Problem statement:
Starting at the line with "For every instance of the concrete" in it, reproduce each line below through the last one, exactly, and include nothing else.

===

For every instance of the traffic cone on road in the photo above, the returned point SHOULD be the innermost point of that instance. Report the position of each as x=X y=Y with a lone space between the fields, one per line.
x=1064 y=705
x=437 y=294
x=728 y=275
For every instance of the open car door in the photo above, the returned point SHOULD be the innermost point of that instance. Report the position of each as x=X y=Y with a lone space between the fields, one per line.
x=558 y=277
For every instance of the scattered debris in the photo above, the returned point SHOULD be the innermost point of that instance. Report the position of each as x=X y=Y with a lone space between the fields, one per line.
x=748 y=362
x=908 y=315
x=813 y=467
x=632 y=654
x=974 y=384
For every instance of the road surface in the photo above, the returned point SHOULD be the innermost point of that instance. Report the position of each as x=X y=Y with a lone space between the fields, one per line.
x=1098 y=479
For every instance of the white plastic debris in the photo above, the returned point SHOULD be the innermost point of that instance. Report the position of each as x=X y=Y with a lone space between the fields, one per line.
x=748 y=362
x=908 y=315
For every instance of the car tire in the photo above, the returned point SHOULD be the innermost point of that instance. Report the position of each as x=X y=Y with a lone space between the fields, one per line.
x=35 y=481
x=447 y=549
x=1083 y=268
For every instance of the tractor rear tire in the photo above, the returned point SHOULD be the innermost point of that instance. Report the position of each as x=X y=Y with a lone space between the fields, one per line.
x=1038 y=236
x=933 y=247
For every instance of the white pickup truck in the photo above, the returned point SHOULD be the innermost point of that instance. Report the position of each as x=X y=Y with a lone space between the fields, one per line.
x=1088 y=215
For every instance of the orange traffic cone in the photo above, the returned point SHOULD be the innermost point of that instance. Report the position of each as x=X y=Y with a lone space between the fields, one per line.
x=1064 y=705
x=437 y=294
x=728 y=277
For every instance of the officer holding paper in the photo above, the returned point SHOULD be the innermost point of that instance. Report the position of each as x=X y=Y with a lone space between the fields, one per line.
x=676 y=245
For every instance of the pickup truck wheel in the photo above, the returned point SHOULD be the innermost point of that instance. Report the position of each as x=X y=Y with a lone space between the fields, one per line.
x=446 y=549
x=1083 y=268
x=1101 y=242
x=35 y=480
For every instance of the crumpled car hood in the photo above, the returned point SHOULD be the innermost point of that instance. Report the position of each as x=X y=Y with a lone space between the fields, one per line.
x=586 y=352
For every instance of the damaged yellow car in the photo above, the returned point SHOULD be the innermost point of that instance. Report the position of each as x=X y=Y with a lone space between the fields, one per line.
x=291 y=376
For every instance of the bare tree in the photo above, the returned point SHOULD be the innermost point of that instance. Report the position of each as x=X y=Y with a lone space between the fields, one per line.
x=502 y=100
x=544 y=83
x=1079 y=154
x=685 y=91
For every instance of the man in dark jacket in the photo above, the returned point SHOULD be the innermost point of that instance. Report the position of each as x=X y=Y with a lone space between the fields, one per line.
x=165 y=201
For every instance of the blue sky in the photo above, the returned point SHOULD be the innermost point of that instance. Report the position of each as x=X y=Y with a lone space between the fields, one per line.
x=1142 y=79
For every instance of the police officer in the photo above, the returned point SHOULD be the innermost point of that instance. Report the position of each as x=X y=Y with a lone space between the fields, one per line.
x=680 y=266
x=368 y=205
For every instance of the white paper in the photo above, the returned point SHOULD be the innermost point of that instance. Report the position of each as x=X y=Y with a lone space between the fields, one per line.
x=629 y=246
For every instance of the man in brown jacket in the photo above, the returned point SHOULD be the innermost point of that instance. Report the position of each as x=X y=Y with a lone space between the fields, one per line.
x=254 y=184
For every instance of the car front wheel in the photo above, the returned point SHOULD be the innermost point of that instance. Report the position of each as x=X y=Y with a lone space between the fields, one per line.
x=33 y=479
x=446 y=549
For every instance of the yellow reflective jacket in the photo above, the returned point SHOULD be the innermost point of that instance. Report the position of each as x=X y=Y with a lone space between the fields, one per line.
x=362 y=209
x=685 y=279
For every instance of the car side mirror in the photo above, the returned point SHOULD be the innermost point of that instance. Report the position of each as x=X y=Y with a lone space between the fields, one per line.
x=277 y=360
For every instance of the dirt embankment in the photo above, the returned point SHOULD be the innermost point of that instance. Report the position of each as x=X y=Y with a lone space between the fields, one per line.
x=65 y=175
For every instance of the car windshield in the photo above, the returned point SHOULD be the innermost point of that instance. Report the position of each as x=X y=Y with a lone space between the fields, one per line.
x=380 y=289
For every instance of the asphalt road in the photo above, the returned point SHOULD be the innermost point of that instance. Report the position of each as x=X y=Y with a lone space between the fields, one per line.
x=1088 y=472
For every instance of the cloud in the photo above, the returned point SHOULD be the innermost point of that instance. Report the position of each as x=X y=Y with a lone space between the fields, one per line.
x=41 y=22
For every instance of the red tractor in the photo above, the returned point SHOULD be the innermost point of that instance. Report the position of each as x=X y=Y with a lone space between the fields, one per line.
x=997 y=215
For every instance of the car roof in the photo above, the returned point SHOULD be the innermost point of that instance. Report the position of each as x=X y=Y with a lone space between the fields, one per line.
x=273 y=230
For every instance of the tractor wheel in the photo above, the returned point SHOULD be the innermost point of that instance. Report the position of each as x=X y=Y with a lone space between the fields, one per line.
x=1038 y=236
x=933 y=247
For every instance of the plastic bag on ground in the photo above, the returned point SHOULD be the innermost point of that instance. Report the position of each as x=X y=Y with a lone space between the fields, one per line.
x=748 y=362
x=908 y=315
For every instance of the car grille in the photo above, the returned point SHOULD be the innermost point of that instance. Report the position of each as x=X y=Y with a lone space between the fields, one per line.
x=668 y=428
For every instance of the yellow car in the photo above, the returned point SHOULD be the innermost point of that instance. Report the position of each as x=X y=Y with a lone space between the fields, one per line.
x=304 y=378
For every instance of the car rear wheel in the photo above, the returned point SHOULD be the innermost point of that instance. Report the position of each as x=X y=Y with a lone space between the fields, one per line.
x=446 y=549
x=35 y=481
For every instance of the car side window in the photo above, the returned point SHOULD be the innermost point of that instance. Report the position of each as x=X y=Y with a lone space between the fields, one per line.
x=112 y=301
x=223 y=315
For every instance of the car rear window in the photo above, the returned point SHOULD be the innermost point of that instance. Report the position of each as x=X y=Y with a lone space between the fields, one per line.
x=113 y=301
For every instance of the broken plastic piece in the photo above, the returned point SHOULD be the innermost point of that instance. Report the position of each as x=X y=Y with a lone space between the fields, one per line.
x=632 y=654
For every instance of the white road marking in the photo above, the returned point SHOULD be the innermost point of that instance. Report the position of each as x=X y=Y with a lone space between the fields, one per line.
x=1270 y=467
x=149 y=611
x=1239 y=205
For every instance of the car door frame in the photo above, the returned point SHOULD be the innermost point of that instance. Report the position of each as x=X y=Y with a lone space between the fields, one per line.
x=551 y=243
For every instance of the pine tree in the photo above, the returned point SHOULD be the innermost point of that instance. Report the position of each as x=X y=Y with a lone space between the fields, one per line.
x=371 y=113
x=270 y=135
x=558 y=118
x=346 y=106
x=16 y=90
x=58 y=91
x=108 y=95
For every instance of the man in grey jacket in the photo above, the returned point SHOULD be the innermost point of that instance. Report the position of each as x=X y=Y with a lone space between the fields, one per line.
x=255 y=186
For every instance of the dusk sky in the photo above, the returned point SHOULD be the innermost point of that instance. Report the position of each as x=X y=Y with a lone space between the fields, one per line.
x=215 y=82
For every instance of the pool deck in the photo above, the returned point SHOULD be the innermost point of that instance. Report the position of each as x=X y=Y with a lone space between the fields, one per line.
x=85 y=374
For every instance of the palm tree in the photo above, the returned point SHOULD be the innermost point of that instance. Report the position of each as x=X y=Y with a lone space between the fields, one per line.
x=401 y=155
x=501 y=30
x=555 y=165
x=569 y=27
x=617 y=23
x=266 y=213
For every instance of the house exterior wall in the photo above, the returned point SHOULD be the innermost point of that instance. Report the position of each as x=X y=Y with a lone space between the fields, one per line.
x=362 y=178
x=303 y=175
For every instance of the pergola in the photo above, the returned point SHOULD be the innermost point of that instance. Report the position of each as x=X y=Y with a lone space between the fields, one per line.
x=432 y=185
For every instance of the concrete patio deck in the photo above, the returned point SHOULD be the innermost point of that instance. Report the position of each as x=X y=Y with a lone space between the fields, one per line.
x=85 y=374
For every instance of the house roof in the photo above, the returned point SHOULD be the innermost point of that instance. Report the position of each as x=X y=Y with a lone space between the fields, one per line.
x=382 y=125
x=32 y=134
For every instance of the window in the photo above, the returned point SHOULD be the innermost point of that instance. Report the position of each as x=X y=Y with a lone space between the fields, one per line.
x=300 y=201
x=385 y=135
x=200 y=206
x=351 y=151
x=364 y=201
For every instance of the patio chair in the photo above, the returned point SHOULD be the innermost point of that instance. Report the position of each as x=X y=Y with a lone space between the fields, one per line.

===

Response to the exercise:
For every instance of the concrete patio deck in the photo above, the returned point SHOULD be the innermost point of that instance. Report the position of each as x=X y=Y with a lone space between the fields, one per line.
x=85 y=374
For every instance of the house roof in the photo above, the returned point SHOULD be the innermost point of that instance. Report the position of each as x=X y=Y with a lone space between the fields, one per line.
x=382 y=125
x=32 y=134
For every instance of the window in the photo above, the returned point SHOULD be the innermost point of that instance. Report the position of each as x=X y=Y with a lone space between the fields, one per line.
x=300 y=201
x=385 y=135
x=200 y=206
x=351 y=151
x=364 y=201
For every instance of the patio chair in the photo above, the returned point SHOULD be the innermost point of that instance. Report the position of each as x=X y=Y with a lone space between the fields, one per line.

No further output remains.